:: Records supplied ::
◆ ◆ ◆ ◆ ◆

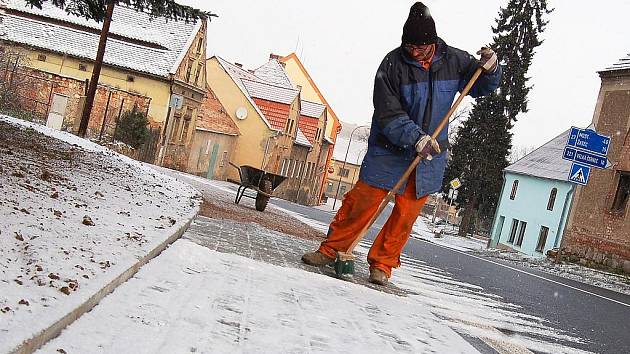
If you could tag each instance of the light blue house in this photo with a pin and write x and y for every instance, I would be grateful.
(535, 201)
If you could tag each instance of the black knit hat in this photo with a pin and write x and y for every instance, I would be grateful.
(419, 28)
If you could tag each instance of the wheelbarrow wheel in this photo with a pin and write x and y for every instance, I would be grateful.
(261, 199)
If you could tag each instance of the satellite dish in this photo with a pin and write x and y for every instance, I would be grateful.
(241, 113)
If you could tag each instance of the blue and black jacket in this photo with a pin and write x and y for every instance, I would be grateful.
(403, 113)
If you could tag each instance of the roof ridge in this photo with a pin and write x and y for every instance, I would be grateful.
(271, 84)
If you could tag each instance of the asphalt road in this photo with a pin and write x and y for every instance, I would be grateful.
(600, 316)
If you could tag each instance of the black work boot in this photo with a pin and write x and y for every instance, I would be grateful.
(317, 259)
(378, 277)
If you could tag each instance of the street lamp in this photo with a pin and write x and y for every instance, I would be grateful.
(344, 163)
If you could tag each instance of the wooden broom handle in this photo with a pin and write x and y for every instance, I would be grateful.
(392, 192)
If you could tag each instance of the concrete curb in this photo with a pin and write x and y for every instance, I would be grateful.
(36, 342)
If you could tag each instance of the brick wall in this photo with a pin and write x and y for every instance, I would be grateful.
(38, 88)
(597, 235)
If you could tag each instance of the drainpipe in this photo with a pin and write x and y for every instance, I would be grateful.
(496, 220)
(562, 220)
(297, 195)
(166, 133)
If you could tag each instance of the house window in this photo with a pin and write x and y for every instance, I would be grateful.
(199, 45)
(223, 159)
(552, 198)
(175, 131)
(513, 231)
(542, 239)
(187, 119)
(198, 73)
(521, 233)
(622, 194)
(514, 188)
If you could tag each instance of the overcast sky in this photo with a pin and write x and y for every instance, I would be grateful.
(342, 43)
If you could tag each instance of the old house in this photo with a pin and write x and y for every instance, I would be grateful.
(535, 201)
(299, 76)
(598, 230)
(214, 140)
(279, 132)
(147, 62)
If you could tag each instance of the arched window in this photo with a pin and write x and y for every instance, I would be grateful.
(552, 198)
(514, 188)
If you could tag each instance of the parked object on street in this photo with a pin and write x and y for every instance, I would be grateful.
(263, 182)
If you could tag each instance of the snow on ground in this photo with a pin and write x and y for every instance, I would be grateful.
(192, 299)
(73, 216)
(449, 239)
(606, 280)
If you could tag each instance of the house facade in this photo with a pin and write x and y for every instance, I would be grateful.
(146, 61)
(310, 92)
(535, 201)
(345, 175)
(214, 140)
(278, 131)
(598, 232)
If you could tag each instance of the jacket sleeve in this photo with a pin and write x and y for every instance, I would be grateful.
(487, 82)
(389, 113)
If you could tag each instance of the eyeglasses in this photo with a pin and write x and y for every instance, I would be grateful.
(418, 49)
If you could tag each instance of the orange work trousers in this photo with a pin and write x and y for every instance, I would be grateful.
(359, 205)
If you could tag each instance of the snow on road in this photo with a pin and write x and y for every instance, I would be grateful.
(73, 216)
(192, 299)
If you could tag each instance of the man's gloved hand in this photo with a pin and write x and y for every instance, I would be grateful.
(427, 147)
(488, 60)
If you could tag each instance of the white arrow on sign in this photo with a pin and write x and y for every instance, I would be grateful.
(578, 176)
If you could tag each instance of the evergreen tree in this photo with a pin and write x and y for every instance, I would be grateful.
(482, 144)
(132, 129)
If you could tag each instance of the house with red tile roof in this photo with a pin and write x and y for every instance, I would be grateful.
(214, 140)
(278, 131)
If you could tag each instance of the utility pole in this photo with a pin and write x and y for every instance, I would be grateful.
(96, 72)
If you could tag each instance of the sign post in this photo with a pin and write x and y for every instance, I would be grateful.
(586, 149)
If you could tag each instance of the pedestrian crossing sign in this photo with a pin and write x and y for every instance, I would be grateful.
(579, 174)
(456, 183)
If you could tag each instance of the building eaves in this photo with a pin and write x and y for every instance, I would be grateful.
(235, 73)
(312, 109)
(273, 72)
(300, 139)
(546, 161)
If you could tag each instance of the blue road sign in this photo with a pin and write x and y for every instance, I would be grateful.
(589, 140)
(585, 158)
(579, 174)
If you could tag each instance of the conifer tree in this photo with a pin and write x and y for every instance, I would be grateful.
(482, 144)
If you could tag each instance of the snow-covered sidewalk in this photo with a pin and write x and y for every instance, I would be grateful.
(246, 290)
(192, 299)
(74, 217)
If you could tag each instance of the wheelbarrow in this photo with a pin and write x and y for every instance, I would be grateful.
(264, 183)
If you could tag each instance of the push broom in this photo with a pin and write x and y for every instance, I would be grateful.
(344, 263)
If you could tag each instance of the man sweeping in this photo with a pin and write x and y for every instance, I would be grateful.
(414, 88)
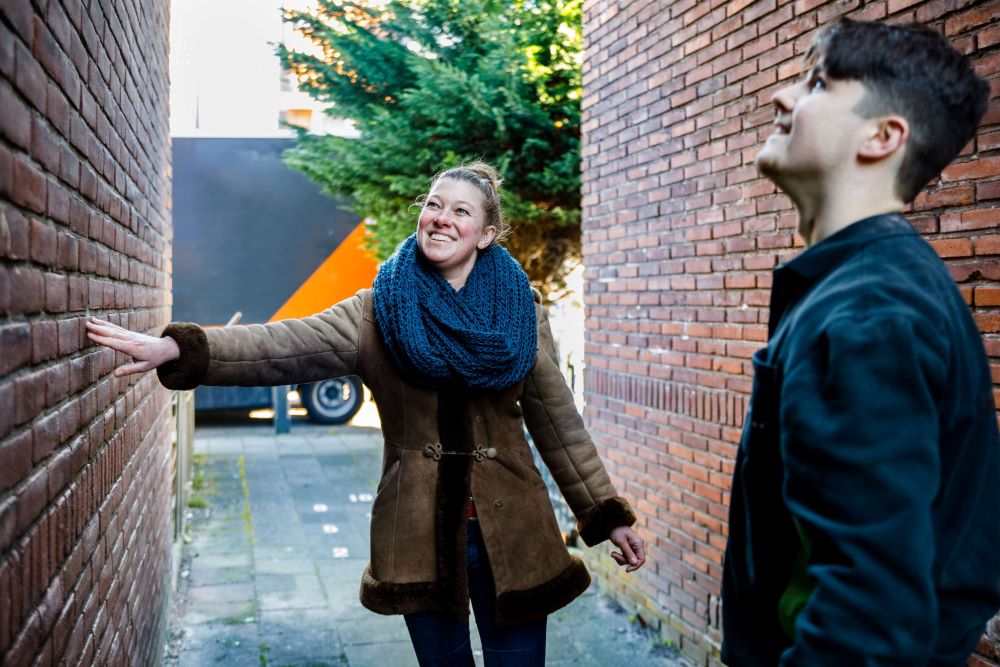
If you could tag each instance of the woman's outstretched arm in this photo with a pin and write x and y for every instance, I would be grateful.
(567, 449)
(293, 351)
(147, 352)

◆ ◆ ◆ ◆ ◆

:: Task objective ::
Please give the material above again in full, with no pictures in your version.

:: Solved problem ::
If you could tag each instance of the light blue house in this photo with a pin and write x and y for every instance, I would be grateful.
(535, 201)
If you could tag each instance of the black knit hat in this photo with a pin and write x and y for every instance, I would be grateful.
(419, 28)
If you could tag each instance of the wheelbarrow wheel in this photo with a pin and write x and y for every instance, I would be grateful.
(261, 199)
If you could tag each instance of the satellite dish in this photo with a pin and write x and y for every instance, I would be grateful.
(241, 113)
If you could tag each instance of the blue and black jacket in this photo with a pin and write x and y for every instance, I would be grateful.
(403, 113)
If you could tag each instance of the roof ridge in this photo with a pin and write x and y for every instance, I would be grateful.
(271, 84)
If you could tag each instance of the asphalt road in this photo with a pin and write x and y for every instance, I would be grateful.
(600, 316)
If you could tag each instance of the black work boot in this photo with a pin and write x and y for every instance, I would be grateful.
(317, 259)
(378, 277)
If you could tag each instance of the street lamp in this photo with a pin and write x and y for every instance, I would be grateful.
(344, 163)
If you could tag each instance of the wooden broom handle in this photo with a pin and write x and y for every instance, I would be grateful.
(392, 192)
If you could tag each instance of the concrete curb in this photo with a pin and write x and y for every instance, I would be grateful.
(36, 342)
If you could tag each instance of the brick wall in this photo with a pin and write x and y for every instance, I would be grateful.
(38, 88)
(597, 235)
If you could tag each instance of the drainpipe in this photo with a pin and write x and y for every instance, I would be grateful.
(496, 220)
(562, 220)
(297, 195)
(166, 133)
If you could tag each instance of the house window in this photo with a pin and write x and y for every instance, I would be grateful.
(199, 45)
(223, 159)
(552, 198)
(175, 131)
(513, 231)
(542, 239)
(187, 119)
(198, 73)
(521, 233)
(622, 194)
(514, 188)
If you could tag each instance of the overcast sky in this photo with a pin and write x and y for every instance, I would be grateful.
(342, 43)
If you could tag each instance of the old house in this photo with a pin and write x and y for every instance, I would be grateful.
(535, 201)
(299, 76)
(598, 230)
(214, 140)
(279, 132)
(147, 62)
If you could tag each instance of the arched window in this photo with a pin and write x and y for every instance, I would be grateful.
(552, 198)
(514, 188)
If you could tag each instance of the parked object on street in this photo with a pin and write x and y for every instance, I would be grateful.
(263, 182)
If you could tag each instance of the snow on ground in this photo with a pin and write x and y for every instance, I would be grateful.
(192, 299)
(73, 216)
(449, 239)
(606, 280)
If you could tag each instance of the house facade in this photo with a pin and write x and y for every instance, I would be grateful.
(146, 61)
(310, 92)
(535, 201)
(345, 175)
(214, 140)
(278, 131)
(598, 232)
If you could tag each instance of the jacket sleeve in this photo with a pin and write x and y for every instance, I would be grateful.
(487, 82)
(389, 113)
If you could tag each instance of the eyeglasses in this photo with a pin and write x and y for every instance, I would be grateful.
(418, 49)
If you could tag each instance of the orange work trousers in this photo with a pin and write x and y for every instance, I would be grateful.
(359, 205)
If you could tag each instance of the snow on road in this photo with a pin and write x and y for every instance, I would be grateful.
(73, 216)
(192, 299)
If you could tag each instance of the man's gloved hand in this photo with a pin and write x and y for every instance, I would be grateful.
(427, 147)
(488, 60)
If you could tag each instance of the white arrow on sign in this photo with a pin and write x and y for every instance, I would be grateful.
(578, 176)
If you could tag each instance of the evergreen tree in this photo with a pin and write x and y for every instance, I would be grateful.
(482, 144)
(132, 129)
If you could tag each instance of the house with red tile roof in this photo with a pin and write x and y for every instance, I would be grateful.
(214, 140)
(278, 131)
If you could tag each instance of the utility pole in this photo with a pin and write x and y for every instance, I would be grateful.
(96, 72)
If you could tag each instance of the sign post in this photo with a pin and write x and y for every instance, I would be grateful.
(586, 149)
If you could tag each instance of the pedestrian crossing sign in this photo with a pin and write x and y for every instance, I would be grateful.
(579, 174)
(456, 183)
If you could tag each instance of the building eaves in this photo with a pin and write x and y for every instance, I would be grateful.
(235, 73)
(312, 109)
(273, 72)
(300, 139)
(546, 161)
If you could tag each instance of the blue road sign in this photo with a pin and write x and y for every instance, I would be grateful.
(589, 140)
(585, 158)
(579, 174)
If you could tag each instance of the conifer tree in this photo with a pin and write x and y for every instance, I would be grateful.
(482, 144)
If you could tag each instance of the snow-covered sidewalk in this photo with a pin and write x and y for every instance, I would be grateful.
(246, 290)
(192, 299)
(74, 217)
If you could tag each instance of the wheelbarrow in this photo with a pin and write x and y for every instance, I would be grateful.
(264, 183)
If you could tag each instance of the push broom in this photo with a pin and write x and y for every instance, I would be grateful.
(344, 263)
If you could tag each instance of the man sweeping in this photo with a pin and write x and y for every instance, I would be grateful.
(414, 88)
If you could tag each instance of the woman's outstretched arm in this photo with a pin and write x and y for every instance, I would be grateful.
(567, 449)
(293, 351)
(147, 352)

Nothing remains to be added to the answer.